> **WHAT YOU NEED TO DO**
According to the editorial on African American Holocaust survivors, how did Edgar Krása survive the Death March?

Remembering the African American Holocaust Survivors

April 12, 2013 at 3:12 pm | Posted in Uncategorized | Leave a comment

Guest editorial by Rev. Irene Monroe

This week, April 8- 12, marks the 27th annual observance of Holocaust Memorial Week. The week is about remembering not only the 6 million Jews murdered but also remembering the millions of allies, martyrs and victims who survived Nazi Germany’s reign of brutality.

The enormity of the mass slaughtering of Jews that took place— in ghettos, slave labor sites, concentration camps, prisoner-of-war camps, brothels filled with sex slaves and killing factories— is still being discovered as documents are unearthed. New scholarship revealed that, from 1933 to 1945, there were at least 42,500 Nazi ghettos and camps throughout Europe. This represents a staggering increase, far exceeding the original guesstimate.

Thank goodness the stories of the millions of allies, martyrs and victims who survived Nazi Germany continue to be told. On April 11th, City of Cambridge Annual Commemoration of the Holocaust guest speaker is Holocaust survivor Edgar Krása. Krása will be telling his remarkable story of survival. Krása who ran the Veronique restaurant at Longwood in Brookline, MA. was born in Carlsbad, Czechoslovakia, and moved to Prague in 1933 with his family.

In 1941, Krása was on the first train to the Theresienstadt ghetto in Terezín, now known as the Czech Republic, to help set up the garrison city into a concentration camp. Under Nazi control Krása was ordered to set up the kitchen that fed prisoners-of-war, and he worked there until 1944 when he was deported to Auschwitz.

At Auschwitz, Krása walked in the notorious Death March and survived it by feigning death after being shot.

Missing, however, from the annals of history are the documented stories and struggles of African Americans, straight and “queer.” Valaida Snow, captured in Nazi-occupied Copenhagen and interned in a concentration camp for nearly two years, is one such story forgotten.

Born in Chattanooga, Tennessee, Valaida Snow came from a family of musicians and was famous for playing the trumpet. Named “Little Louis” after Louis Armstrong (who called her the world’s second best jazz trumpet player, besides himself, of course), Snow played concerts throughout the U.S., Europe and China. On a return trip to Denmark after headlining at the Apollo Theater in Harlem, Snow, the conductor of an all-women’s band, was arrested for allegedly possessing drugs and sent to an Axis internment camp for alien nationals in Wester-Faengle.

> **RECORDS**
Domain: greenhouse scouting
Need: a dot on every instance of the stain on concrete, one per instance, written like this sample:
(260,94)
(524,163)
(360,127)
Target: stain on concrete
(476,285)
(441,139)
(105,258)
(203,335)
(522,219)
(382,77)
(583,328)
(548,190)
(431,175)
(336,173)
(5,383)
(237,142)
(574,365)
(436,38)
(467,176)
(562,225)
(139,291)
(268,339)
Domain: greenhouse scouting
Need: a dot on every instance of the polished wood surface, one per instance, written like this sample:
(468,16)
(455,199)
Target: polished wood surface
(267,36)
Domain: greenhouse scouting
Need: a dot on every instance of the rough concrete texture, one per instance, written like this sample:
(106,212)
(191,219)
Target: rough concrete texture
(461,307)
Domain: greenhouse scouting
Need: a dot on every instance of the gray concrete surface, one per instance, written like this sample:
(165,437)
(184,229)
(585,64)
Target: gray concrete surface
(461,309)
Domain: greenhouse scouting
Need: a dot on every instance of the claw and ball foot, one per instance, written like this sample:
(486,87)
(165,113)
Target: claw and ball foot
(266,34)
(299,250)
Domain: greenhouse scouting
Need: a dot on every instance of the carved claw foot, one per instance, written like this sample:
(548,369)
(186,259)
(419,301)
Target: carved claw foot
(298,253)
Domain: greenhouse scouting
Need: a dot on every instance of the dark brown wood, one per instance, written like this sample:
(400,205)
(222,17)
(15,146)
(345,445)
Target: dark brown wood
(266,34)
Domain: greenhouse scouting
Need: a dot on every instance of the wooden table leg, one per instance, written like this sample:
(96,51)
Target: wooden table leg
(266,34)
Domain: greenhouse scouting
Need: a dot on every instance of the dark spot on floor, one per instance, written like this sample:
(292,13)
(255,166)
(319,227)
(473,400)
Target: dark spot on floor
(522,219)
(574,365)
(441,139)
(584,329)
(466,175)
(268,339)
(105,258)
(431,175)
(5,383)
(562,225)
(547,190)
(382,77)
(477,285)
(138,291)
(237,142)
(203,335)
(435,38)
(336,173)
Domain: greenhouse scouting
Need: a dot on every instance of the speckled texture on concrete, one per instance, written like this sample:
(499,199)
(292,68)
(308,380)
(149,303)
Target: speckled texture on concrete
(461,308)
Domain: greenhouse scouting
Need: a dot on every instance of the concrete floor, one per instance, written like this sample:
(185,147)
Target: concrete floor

...

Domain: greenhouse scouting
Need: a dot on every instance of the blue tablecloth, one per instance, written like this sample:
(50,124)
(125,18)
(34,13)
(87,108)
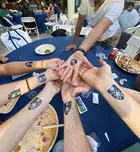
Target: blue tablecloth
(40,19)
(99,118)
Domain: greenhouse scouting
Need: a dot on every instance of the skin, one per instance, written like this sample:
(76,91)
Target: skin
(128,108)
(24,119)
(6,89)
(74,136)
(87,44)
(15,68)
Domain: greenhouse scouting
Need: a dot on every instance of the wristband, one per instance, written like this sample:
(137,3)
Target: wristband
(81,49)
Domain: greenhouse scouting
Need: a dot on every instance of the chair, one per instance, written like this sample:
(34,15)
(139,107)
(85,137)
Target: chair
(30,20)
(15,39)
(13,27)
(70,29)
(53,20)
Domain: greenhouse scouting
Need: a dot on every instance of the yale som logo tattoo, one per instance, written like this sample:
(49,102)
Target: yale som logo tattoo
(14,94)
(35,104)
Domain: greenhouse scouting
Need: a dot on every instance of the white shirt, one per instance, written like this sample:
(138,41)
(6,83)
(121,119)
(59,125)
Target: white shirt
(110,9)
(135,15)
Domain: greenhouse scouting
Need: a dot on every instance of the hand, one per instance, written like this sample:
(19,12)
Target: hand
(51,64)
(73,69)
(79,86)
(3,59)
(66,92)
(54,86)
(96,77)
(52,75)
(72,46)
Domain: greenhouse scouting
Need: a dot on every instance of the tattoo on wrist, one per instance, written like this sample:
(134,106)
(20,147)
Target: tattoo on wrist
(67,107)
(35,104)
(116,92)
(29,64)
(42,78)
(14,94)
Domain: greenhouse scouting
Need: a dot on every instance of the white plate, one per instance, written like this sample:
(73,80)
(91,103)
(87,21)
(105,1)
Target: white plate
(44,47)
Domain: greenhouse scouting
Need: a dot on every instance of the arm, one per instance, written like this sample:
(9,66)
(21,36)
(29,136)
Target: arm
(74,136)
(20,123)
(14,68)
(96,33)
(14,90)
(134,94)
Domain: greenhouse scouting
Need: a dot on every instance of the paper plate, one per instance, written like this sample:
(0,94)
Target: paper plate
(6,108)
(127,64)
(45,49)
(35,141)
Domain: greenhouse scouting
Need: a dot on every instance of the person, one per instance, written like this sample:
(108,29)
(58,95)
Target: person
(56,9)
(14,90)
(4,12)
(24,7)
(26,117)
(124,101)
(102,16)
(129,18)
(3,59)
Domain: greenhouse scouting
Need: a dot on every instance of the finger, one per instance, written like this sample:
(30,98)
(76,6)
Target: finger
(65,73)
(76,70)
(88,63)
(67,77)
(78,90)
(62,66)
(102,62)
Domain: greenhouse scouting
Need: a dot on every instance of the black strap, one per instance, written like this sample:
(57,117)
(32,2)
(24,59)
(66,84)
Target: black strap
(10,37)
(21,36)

> **COMPLETED TASK**
He survived it by feigning death after being shot.